** BEGIN **

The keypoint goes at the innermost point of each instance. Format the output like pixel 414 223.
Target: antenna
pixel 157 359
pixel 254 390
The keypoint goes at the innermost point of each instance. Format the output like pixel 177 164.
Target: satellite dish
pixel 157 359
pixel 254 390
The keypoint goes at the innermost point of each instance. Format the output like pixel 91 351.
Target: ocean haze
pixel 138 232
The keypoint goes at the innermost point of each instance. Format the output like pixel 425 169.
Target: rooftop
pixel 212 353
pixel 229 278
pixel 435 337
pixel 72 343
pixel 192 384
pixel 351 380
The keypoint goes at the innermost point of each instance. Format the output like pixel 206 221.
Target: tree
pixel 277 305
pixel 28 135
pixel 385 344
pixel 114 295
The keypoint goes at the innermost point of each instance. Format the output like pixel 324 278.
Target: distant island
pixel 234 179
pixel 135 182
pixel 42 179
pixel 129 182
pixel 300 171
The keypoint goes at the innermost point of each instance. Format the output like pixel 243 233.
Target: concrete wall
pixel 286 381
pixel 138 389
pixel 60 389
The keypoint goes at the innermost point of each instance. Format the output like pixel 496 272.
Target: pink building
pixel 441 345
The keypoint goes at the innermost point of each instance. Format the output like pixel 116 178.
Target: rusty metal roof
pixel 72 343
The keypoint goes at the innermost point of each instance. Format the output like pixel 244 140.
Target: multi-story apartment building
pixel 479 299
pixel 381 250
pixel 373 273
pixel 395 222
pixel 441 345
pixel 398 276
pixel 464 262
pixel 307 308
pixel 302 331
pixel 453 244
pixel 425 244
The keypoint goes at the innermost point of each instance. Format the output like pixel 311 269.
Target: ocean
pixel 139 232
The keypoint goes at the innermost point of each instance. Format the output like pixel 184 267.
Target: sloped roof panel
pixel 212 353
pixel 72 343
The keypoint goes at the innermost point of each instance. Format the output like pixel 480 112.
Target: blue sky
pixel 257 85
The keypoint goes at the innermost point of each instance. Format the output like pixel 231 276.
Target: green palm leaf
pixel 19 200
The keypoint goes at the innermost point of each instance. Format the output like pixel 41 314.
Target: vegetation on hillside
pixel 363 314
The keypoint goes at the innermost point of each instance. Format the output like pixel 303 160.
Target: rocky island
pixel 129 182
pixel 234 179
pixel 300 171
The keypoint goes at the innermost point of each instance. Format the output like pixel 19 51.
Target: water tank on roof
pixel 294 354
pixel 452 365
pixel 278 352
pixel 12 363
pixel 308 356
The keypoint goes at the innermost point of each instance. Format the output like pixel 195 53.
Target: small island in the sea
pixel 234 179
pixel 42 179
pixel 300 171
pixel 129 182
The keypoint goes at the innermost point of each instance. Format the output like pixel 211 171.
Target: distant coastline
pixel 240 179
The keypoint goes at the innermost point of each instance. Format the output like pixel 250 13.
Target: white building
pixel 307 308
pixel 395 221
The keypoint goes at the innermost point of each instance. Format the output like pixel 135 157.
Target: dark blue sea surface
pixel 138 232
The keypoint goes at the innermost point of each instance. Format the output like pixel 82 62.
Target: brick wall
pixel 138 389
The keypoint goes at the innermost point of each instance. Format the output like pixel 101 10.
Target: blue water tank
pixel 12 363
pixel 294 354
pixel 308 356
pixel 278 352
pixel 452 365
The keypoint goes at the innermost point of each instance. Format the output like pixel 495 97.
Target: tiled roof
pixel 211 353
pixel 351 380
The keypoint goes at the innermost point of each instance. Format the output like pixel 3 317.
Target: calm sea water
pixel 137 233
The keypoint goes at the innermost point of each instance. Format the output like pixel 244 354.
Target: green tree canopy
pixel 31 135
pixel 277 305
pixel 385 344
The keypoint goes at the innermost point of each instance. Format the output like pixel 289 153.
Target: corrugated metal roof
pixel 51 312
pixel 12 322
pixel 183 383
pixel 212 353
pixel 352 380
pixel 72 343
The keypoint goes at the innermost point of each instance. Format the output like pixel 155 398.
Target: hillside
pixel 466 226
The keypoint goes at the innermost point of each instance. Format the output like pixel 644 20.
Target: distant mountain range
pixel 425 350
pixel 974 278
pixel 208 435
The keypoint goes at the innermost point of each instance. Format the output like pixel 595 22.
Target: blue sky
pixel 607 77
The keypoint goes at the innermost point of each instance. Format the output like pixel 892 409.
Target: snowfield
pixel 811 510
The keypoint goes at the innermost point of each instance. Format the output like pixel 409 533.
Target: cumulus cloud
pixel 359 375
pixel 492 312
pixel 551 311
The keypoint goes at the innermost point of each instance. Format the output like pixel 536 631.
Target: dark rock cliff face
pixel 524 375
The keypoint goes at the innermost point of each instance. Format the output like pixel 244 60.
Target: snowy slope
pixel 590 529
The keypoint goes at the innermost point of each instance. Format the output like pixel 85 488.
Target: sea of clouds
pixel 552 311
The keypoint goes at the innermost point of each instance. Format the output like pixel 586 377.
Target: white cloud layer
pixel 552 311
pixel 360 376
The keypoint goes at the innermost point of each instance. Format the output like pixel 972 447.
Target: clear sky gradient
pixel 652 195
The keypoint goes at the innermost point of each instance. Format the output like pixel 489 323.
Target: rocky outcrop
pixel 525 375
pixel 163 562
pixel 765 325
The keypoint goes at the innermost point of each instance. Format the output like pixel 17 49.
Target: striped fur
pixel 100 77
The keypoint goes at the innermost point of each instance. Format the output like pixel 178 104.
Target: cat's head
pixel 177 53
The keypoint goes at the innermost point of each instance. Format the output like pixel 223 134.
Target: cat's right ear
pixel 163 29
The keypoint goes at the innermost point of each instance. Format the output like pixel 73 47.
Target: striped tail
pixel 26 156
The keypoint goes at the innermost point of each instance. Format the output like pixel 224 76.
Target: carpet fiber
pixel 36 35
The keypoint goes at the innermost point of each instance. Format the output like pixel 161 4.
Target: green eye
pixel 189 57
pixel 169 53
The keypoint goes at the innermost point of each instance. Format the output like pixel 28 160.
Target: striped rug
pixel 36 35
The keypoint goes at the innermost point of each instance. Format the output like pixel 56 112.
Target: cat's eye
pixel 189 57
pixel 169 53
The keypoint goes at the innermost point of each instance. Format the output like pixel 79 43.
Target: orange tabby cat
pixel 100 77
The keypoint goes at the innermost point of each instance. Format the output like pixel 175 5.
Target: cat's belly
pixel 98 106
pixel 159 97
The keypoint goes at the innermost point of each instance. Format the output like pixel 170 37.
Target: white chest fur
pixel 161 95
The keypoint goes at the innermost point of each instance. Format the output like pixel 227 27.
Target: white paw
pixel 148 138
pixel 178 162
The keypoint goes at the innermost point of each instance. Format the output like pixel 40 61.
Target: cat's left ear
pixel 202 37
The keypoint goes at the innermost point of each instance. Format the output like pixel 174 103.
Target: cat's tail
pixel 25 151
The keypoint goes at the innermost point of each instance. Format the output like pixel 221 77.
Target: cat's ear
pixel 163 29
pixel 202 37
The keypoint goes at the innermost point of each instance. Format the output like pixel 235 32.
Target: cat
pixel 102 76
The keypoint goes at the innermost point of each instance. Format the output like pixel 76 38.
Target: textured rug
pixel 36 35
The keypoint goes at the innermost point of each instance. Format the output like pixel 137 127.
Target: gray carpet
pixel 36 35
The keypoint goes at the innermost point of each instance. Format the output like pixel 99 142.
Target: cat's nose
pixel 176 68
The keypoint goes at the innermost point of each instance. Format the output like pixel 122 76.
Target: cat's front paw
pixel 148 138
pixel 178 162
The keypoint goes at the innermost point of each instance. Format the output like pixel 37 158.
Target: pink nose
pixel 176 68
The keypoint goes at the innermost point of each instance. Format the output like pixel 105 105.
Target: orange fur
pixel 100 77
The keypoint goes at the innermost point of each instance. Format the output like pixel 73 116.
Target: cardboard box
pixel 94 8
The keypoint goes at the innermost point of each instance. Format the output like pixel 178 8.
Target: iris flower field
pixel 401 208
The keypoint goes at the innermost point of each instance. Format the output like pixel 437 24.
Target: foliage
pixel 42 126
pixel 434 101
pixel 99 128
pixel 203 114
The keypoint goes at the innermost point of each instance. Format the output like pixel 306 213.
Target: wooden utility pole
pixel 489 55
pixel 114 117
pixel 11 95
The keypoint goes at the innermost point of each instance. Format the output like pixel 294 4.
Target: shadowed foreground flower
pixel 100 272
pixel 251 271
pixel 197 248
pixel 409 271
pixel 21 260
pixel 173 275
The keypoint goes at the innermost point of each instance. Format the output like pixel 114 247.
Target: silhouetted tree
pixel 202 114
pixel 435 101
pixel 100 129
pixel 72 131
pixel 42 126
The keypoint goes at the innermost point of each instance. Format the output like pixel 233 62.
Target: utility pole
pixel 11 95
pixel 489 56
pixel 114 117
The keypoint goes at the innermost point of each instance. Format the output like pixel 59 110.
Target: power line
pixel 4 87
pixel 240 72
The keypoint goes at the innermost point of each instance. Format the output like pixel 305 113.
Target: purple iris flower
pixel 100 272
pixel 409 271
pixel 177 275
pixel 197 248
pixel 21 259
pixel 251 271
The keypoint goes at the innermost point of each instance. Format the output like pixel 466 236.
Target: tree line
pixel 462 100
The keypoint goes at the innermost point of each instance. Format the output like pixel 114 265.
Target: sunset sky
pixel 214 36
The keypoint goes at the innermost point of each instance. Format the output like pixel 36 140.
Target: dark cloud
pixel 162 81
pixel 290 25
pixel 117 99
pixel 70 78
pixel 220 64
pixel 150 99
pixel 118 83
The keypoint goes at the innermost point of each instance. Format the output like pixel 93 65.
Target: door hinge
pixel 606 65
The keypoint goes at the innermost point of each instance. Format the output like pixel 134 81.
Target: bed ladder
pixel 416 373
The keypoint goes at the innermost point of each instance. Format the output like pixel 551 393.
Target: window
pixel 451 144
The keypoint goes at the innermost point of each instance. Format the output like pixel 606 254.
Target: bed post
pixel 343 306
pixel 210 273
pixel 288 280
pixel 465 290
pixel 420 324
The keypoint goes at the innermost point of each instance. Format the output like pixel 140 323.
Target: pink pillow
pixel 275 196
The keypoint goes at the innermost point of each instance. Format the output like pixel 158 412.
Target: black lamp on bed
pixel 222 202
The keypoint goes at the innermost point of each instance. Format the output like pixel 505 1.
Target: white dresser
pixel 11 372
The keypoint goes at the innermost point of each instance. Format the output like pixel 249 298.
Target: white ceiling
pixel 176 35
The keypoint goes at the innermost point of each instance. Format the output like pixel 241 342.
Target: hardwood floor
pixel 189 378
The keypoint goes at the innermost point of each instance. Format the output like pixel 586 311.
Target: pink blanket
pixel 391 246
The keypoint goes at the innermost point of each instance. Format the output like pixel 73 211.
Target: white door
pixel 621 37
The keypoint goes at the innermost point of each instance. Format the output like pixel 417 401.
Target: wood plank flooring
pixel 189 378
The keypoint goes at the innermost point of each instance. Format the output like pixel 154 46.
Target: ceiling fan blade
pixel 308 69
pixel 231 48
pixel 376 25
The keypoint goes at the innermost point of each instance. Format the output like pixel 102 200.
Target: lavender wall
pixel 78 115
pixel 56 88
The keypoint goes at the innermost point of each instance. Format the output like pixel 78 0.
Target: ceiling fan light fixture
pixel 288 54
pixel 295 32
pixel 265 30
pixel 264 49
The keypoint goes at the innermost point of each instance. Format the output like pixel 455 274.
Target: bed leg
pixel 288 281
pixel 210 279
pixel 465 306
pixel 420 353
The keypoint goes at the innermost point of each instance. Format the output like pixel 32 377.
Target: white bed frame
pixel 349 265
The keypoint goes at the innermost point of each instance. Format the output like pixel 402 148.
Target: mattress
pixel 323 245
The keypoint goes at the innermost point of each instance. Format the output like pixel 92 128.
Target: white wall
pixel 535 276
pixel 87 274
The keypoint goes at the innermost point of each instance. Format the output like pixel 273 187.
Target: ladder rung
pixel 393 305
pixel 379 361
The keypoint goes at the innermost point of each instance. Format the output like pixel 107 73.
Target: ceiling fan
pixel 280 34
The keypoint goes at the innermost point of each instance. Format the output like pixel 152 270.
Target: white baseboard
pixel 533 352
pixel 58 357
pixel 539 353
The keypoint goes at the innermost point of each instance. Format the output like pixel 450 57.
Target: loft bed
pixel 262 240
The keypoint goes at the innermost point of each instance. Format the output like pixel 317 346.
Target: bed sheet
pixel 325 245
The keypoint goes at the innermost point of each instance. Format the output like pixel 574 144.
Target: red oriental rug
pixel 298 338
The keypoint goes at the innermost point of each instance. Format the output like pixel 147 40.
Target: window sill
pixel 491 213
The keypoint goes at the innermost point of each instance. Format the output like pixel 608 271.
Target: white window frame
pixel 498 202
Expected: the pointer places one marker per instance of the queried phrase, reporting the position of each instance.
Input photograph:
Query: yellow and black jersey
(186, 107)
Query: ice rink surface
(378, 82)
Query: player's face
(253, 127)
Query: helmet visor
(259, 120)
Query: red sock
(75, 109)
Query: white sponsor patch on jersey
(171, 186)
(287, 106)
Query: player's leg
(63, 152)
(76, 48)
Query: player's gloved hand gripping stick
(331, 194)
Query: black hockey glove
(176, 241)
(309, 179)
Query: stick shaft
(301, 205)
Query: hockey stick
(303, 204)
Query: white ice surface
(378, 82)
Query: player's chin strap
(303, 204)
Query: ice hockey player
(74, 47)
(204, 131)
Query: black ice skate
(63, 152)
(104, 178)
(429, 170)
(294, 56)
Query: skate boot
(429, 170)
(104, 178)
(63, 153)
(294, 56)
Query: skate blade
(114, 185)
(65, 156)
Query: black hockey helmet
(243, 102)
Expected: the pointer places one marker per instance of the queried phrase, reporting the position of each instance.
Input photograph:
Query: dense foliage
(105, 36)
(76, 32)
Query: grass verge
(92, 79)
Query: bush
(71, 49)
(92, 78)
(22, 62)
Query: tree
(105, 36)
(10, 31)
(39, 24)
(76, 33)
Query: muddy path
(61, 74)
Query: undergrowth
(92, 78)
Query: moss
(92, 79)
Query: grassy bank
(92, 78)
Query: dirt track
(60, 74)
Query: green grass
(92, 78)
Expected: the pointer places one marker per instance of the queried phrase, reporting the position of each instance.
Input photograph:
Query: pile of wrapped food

** END **

**Written request:**
Copy the records again from the line containing "Query: muddy path" through the end of the records, keeping every line and shifting each coordinate in the answers by adding 84 to it.

**Output:**
Query: muddy path
(145, 158)
Query: undergrowth
(176, 162)
Query: moss
(176, 163)
Query: grassy bank
(176, 162)
Query: dirt track
(144, 158)
Query: green grass
(176, 162)
Expected: the pointer places one marker per instance of the queried phrase, reporting the position of each instance.
Input photograph:
Query: pile of wrapped food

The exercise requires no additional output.